▸ PROBLEM TO SOLVE
Copy every line of the material below without any change, but leave the pictures out.

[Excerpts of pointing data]
## Start
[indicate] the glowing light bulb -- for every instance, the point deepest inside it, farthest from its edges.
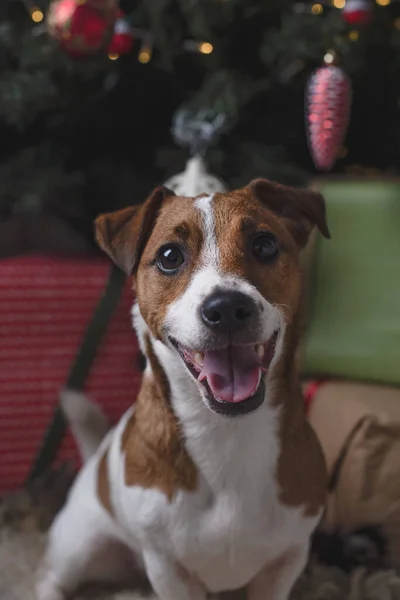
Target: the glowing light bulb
(317, 9)
(329, 58)
(37, 15)
(144, 56)
(206, 48)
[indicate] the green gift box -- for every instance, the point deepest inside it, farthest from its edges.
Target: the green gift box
(353, 325)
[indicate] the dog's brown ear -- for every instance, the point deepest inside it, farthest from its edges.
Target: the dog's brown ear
(302, 209)
(123, 234)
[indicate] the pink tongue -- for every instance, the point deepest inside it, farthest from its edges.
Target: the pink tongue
(232, 373)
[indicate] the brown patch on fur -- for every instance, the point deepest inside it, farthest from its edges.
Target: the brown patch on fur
(178, 222)
(155, 453)
(238, 217)
(103, 484)
(123, 234)
(301, 471)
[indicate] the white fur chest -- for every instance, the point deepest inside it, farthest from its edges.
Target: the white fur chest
(226, 531)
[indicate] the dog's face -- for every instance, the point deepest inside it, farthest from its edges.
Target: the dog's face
(218, 280)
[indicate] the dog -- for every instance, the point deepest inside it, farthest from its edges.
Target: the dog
(214, 480)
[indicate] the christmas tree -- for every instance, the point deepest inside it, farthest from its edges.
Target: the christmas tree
(89, 131)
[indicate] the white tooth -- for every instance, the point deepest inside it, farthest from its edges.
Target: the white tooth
(260, 350)
(199, 358)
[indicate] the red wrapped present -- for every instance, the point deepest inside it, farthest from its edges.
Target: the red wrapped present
(45, 307)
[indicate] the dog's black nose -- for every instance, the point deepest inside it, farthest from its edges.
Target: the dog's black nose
(227, 311)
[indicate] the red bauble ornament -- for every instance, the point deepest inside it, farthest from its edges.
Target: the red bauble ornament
(328, 112)
(82, 27)
(122, 39)
(357, 12)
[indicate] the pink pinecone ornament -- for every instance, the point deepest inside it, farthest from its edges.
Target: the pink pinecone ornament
(327, 113)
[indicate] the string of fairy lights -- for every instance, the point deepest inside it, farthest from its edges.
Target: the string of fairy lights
(146, 47)
(205, 47)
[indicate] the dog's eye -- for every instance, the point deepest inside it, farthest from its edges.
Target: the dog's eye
(170, 258)
(265, 246)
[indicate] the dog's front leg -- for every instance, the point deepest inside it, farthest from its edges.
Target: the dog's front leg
(277, 579)
(169, 581)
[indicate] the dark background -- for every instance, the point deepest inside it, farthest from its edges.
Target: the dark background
(83, 135)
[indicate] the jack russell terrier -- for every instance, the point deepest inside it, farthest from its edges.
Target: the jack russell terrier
(214, 480)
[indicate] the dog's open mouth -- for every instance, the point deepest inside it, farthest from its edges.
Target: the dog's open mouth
(231, 375)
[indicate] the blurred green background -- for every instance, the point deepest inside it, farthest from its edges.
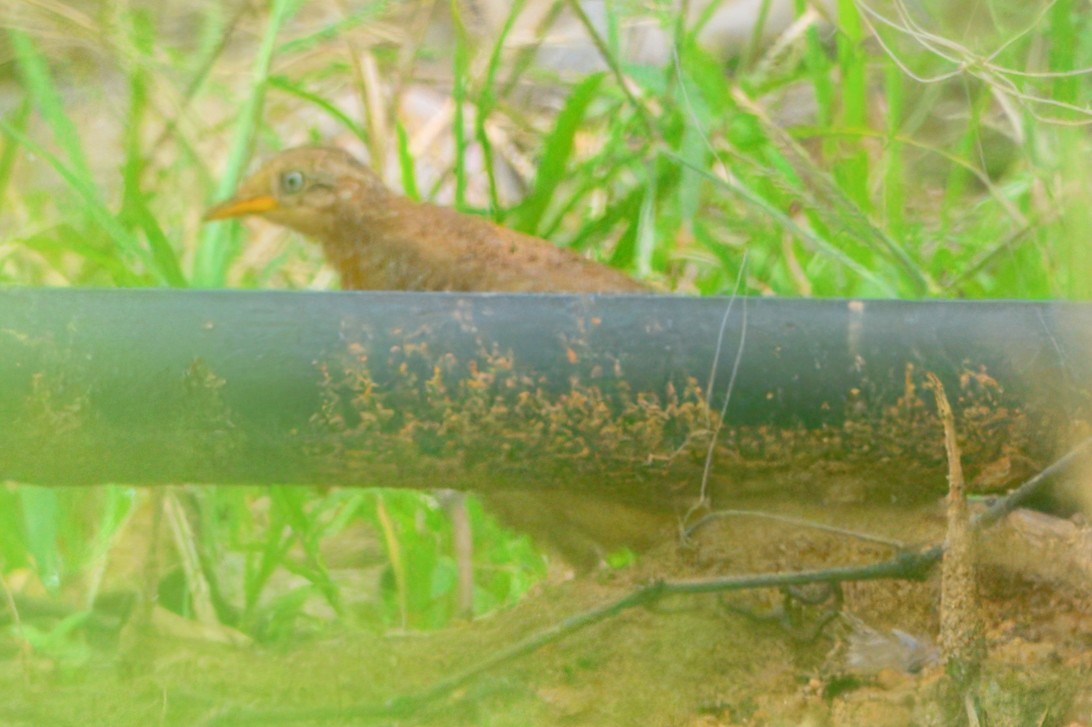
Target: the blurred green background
(875, 150)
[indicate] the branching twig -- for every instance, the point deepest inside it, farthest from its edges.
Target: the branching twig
(905, 564)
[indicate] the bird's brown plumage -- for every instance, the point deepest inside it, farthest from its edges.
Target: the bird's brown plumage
(380, 240)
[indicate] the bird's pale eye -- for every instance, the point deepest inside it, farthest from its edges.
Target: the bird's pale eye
(292, 181)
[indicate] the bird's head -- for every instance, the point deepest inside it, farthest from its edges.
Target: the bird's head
(305, 189)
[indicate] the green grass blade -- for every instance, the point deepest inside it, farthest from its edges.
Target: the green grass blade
(282, 83)
(39, 85)
(218, 245)
(557, 152)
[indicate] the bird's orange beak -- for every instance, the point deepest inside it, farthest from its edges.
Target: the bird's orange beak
(239, 206)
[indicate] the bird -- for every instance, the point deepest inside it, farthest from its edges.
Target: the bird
(380, 240)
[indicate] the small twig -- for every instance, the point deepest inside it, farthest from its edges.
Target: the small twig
(898, 545)
(1019, 496)
(905, 564)
(962, 641)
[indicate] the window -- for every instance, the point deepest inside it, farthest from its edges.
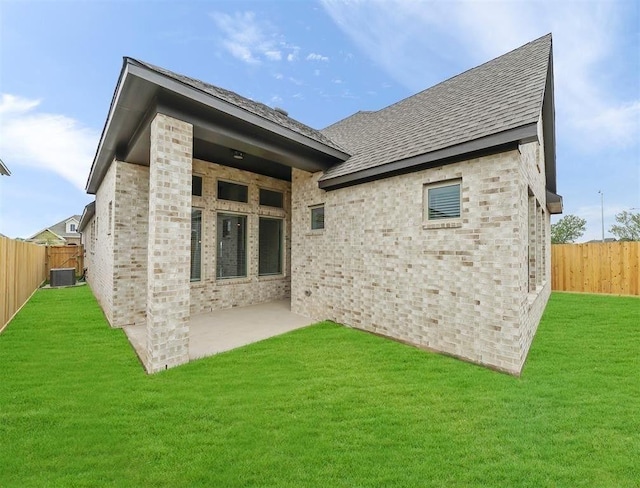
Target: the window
(196, 185)
(231, 242)
(232, 191)
(270, 247)
(443, 201)
(270, 198)
(196, 244)
(110, 217)
(317, 217)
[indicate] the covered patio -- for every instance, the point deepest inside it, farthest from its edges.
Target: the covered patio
(223, 330)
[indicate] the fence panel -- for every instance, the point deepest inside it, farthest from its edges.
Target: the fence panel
(65, 257)
(22, 270)
(610, 267)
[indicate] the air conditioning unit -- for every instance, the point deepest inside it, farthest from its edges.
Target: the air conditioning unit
(62, 277)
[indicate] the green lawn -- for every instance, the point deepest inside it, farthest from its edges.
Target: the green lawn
(322, 406)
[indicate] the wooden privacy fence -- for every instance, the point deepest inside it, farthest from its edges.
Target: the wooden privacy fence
(22, 270)
(609, 267)
(65, 257)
## End
▸ EXERCISE ANSWER
[indicate] the glowing light bulb -- for every instance, the point deepest inside it, farthest from its edges.
Target: the glowing light bulb
(317, 9)
(329, 58)
(37, 15)
(144, 56)
(206, 48)
[indicate] the green gift box -- for every instance, the point deepest inside it, farthest from its edges.
Target: the green gift box
(353, 325)
[indicate] the dog's brown ear -- for every instance, the point deepest inside it, farthest from its edges.
Target: the dog's brown ear
(302, 209)
(123, 234)
[indicate] the pink tongue -- for every instance, the point deepest inside it, farthest from its edges.
Target: the pink tongue
(232, 373)
[indicate] the brown patch on fur -- for every instance, the point deepest inside it, farthest from its edges.
Target: the brown patch on fur
(178, 222)
(155, 453)
(238, 217)
(103, 484)
(123, 234)
(301, 471)
[indicate] the white fur chest -- for every instance, the point deepest inside it, farthest from its edges.
Target: the white fur chest
(226, 531)
[indicate] the dog's face -- for every instance, the point deepest inside it, farthest from its edges.
Target: the dog's face
(218, 280)
[indicate] the dog -- for every instance, the point deepest inside it, farthest from its edges.
Target: the dog
(214, 480)
[indicate] the christmas tree -- for every instance, the point deepest inside it, farthest from its edges.
Target: the christmas tree
(89, 131)
[indicate] the white tooth -- for every instance, the point deepest inside it, farthest from its edges.
Target: the white tooth
(260, 350)
(199, 358)
[indicate] the red wrapped present -- for every instance, the point deepest inside it, farthest from its edges.
Target: the red wrapped present
(45, 307)
[indicate] the dog's black nose -- for every instance, the point deepest inside it, farthest from its edges.
Target: the dog's black nose
(227, 311)
[indicate] the red bauble ornament -- for every instance, the point deepest inside it, farthest from its edges.
Target: the red bauble ornament
(328, 112)
(82, 27)
(122, 39)
(357, 12)
[indicate] the pink pinecone ornament -- for every instance, the point deepest inside it, farthest from its edges.
Target: the pink pinecone ornament
(327, 113)
[indicate] the string of fairy lights -- for every instance, the point deepest inside it, farthest from its edges.
Target: the string of fairy lights
(146, 47)
(205, 47)
[indicate] the dog's eye -- for every instance, the point deepest inside it, farthest from its edges.
Target: the dog's eye
(170, 258)
(265, 246)
[indicate] the dog's front leg -- for every instance, the point deepest inside it, farthest from its edges.
Target: the dog's front leg
(277, 579)
(169, 581)
[indicate] the dark background -- for every instance, the point deepest inside it, farthest from its edges.
Target: the dark background
(83, 135)
[indicate] the jack russell terrier -- for every instance, the point deepest inside it, farthest from its edges.
Target: the jack russell terrier
(214, 480)
[indicate] the dog's open mouth -- for every instance, the point deepest inside it, farthest from its edges.
Target: the dog's open mouth
(231, 375)
[indicate] the blurred green background -- for every instance, the point deepest inside it, farthest from its edges.
Target: the blurred green background
(875, 150)
[indicate] the branching twig -- for every instance, the point deepest inside it, farthest from its edges.
Target: the branching twig
(905, 564)
[indicate] the bird's brown plumage -- for every instance, the point deepest inside it, farthest from its edges.
Target: the bird's brown plumage
(380, 240)
[indicate] the bird's pale eye -- for every instance, the point deepest inside it, farthest from its edges.
Target: the bird's pale eye
(292, 181)
[indicate] the bird's head -- for every instance, the point deepest inside it, farthest from its edges.
Target: the bird's head
(305, 189)
[indicate] the green grass blade -- for every instance, the point deepest inside it, farthest from its edges.
Target: the green grass blade
(282, 83)
(39, 85)
(218, 245)
(557, 152)
[indicate] the bird's orange beak -- for every instance, the point deepest inside it, farthest from its edges.
Target: the bird's orange beak
(239, 206)
[indicate] the bird -- for every instance, the point deepest inside it, farthest from its edges.
Target: the bird
(380, 240)
[indicate] the small twig -- for every instance, the point deepest inside it, farthest from its edges.
Target: the small twig
(898, 545)
(1019, 496)
(905, 564)
(962, 641)
[indicate] the window -- for every instance, the point deepest inside it, farthest from its edges.
Target: the window
(196, 185)
(231, 242)
(232, 191)
(270, 247)
(443, 201)
(270, 198)
(196, 244)
(110, 217)
(317, 217)
[indicate] the covered patio -- for every instance, the point deepest inside it, farthest from its edges.
Target: the covered patio
(223, 330)
[indicate] the fence panel -- for every instance, the point deepest inside it, farthest from its edges.
Target: the fence panel
(65, 257)
(22, 270)
(610, 267)
[indicate] the air conditioning unit -- for every instance, the point deepest inside it, farthest from its edges.
Target: the air conditioning unit
(62, 277)
[indicate] the green lawn -- for every instance, the point deepest inside it, farthest from its edges.
Target: the green lawn
(322, 406)
[indicate] the wooden privacy fence -- for every instance, the point deepest inside it, farthest from its edges.
Target: the wooden privacy fence
(22, 270)
(609, 267)
(65, 257)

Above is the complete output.